EXERCISE REQUIREMENTS:
Restate all the data word for word, leaving nothing out.

EXTRACTED INFORMATION:

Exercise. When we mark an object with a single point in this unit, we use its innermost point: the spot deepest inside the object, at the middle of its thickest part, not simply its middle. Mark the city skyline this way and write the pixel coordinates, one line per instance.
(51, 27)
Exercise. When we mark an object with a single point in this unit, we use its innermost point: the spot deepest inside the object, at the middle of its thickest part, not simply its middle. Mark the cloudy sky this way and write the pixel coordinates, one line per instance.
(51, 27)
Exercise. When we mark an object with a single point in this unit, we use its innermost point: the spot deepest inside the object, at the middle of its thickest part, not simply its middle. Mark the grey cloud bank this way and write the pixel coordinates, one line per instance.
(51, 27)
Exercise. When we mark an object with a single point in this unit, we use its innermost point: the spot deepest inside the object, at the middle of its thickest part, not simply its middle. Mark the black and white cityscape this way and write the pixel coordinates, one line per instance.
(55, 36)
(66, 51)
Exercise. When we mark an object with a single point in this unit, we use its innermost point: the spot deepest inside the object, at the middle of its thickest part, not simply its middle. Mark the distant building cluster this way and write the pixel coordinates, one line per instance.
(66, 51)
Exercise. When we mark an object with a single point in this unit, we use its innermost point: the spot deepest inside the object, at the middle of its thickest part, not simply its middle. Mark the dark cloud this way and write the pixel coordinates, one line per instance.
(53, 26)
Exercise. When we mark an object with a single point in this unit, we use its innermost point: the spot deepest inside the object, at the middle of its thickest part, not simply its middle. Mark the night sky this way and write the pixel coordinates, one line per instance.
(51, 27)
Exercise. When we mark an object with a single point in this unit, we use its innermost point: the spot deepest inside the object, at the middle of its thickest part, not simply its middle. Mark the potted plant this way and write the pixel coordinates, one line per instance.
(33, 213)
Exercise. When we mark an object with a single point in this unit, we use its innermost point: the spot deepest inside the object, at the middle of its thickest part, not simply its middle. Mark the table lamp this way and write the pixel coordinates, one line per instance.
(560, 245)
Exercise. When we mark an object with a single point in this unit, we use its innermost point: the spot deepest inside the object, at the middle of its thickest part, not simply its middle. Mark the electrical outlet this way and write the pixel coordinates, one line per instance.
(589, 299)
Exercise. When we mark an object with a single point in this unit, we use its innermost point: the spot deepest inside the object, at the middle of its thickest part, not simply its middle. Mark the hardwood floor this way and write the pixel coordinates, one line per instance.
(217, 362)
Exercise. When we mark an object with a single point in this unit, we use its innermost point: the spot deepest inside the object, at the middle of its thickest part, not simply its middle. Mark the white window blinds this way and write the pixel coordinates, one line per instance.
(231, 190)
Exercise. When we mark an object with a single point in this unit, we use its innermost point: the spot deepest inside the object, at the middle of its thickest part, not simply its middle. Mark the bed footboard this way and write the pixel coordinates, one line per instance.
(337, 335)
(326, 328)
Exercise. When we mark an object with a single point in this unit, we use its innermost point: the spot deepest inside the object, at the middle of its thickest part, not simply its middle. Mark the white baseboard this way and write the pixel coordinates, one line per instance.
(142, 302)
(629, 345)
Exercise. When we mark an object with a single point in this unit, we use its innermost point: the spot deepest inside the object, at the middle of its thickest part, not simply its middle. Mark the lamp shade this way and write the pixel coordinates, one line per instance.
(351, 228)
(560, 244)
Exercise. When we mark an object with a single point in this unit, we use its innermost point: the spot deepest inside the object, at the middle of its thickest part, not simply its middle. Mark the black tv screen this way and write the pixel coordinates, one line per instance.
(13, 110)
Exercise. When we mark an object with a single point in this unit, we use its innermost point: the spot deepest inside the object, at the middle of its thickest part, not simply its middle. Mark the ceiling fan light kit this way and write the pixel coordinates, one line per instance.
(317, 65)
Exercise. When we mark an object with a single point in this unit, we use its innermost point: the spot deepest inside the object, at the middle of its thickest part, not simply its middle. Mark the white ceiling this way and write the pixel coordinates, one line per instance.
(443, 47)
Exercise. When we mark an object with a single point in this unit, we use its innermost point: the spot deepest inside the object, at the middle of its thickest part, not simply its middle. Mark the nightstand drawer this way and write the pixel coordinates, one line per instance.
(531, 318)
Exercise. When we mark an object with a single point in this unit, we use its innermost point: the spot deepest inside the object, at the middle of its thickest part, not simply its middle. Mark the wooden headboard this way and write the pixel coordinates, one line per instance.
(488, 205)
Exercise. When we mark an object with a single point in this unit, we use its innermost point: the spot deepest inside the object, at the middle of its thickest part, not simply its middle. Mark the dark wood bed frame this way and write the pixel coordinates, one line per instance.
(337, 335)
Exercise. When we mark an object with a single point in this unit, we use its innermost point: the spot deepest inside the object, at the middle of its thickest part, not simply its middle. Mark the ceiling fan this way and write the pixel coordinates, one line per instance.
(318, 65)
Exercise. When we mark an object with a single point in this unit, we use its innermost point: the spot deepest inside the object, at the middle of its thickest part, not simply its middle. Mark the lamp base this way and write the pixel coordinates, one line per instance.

RESPONSE AREA:
Exercise. When we mark an object with a single point in this unit, we use its innermost point: the spot deepest inside the object, at the middle of its thickest part, not simply its middle. Mark the city skyline this way and write the pixel coordinates, one line per instance.
(51, 27)
Exercise. When we mark an object with a single point in this unit, we use its innermost point: the spot deepest inside the object, at the middle of its thickest part, not simply its middle. Mark the cloudy sky this way and write the pixel coordinates, one line per instance.
(51, 27)
Exercise. When we mark an object with a single point in this unit, we use its innermost point: the spot deepest inside the object, at the middle of its thickest part, not simply its middle. Mark the grey cloud bank this way and write the pixel coordinates, one line per instance.
(51, 27)
Exercise. When we mark an object with a single point in this unit, we use its innermost point: the spot deepest inside the object, at the middle of its thickest part, not simply its middle. Mark the black and white cityscape this way and write the pixel coordinates, one line per instance.
(55, 36)
(66, 51)
Exercise. When we mark an object with a single point in this unit, we use its innermost point: the spot deepest inside the object, at the middle of its thickest part, not simply its middle. Mark the distant building cluster this way and write the pixel coordinates, one line per instance.
(66, 51)
Exercise. When we mark an object with a single point in this unit, we use its innermost point: the spot deepest inside the object, at the middle of its thickest part, not simply its middle. Mark the dark cloud this way and write the pixel coordinates, one line per instance.
(53, 26)
Exercise. When we mark an object with a single point in this unit, we use its innermost point: the spot deepest inside the object, at the middle of its thickest part, not simply its middle. Mark the night sky this way and write the pixel coordinates, one line per instance.
(51, 27)
Exercise. When we mark an object with a single point in this unit, we use its innermost point: the spot deepest inside the object, at the middle of its thickest part, not simply its middle. Mark the potted plant this way and write the pixel coordinates, one line per instance.
(33, 213)
Exercise. When we mark an object with a single point in this unit, we use its innermost point: the spot deepest inside the object, at the middle of its thickest part, not simply its middle. Mark the table lamp this way and write the pixel coordinates, one line per instance.
(560, 245)
Exercise. When we mark an object with a single point in this unit, we use its innermost point: the spot deepest inside the object, at the middle of its thickest part, not simply its middle. Mark the electrical outlet this way and write the pixel coordinates, one line per instance.
(589, 299)
Exercise. When we mark an object with a single point in this unit, we use its innermost point: the spot deepest inside the object, at the middle of its thickest part, not simply its middle. Mark the hardwood floor this way and write the pixel coordinates, one line per instance.
(217, 362)
Exercise. When we mark an object with a single point in this unit, we use its innermost point: the spot deepest inside the object, at the middle of its thickest part, not simply its middle. Mark the white window blinds this way and write the pixel coordinates, one line per instance.
(231, 190)
Exercise. When we mark an object with a single point in this unit, we use its innermost point: the spot deepest inside the object, at the middle of its thickest part, not simply its middle. Mark the bed footboard this way and write the pixel coordinates, one line per instance.
(337, 335)
(326, 328)
Exercise. When we mark an object with a single point in this unit, we use its innermost point: the spot deepest inside the object, at the middle of its thickest part, not simply its middle. Mark the white baseboard this way and write the pixel coordinates, one line per instance.
(142, 302)
(629, 345)
Exercise. When we mark an object with a single point in this unit, we use its innermost point: the spot deepest inside the object, at the middle of its thickest part, not simply its middle. Mark the lamp shade this way and write the pixel coordinates, one line per instance.
(351, 228)
(560, 244)
Exercise. When we mark an object with a single point in this unit, we use its innermost point: the spot deepest inside the object, at the middle of its thickest part, not simply its middle. Mark the black tv screen this way and write the pixel coordinates, one line per instance.
(13, 110)
Exercise. When we mark an object with a single point in this unit, we use its innermost point: the spot deepest inside the object, at the middle of its thickest part, not simply its middle. Mark the ceiling fan light kit this way and write the pixel coordinates, one line per instance.
(317, 65)
Exercise. When we mark an object with a single point in this unit, we use its innermost point: the spot deepest inside the object, at the middle of its thickest part, not simply its middle. Mark the white ceiling this way and write the pixel coordinates, one line per instance.
(443, 47)
Exercise. When we mark an object with a single point in this unit, we use its innermost point: the spot deepest inside the object, at the middle of its thickest part, not simply its middle. Mark the nightstand drawer this way and write the pixel coordinates, one line per instance.
(531, 318)
Exercise. When we mark an object with a single point in this unit, we use its innermost point: the spot deepest inside the object, at the middle of its thickest part, not simply its middle. Mark the wooden headboard this way and write the pixel coordinates, one line per instance.
(488, 205)
Exercise. When we mark an object with a single point in this unit, we use its innermost point: the spot deepest inside the object, at the middle of its thickest part, not simply its middle. Mark the dark wood bed frame this way and write the pixel coordinates, one line per instance.
(337, 335)
Exercise. When we mark an object with a single point in this unit, we use its innermost point: the spot deepest inside the object, at the middle of its thickest part, not simply its middle. Mark the ceiling fan this way and write the pixel coordinates, one line per instance.
(318, 65)
Exercise. When we mark an object with a single point in this unit, we use its innermost point: the spot deepest inside the object, at the middle of its thickest part, not simply its middle. Mark the lamp base this way and write the pixel coordinates, one line per instance.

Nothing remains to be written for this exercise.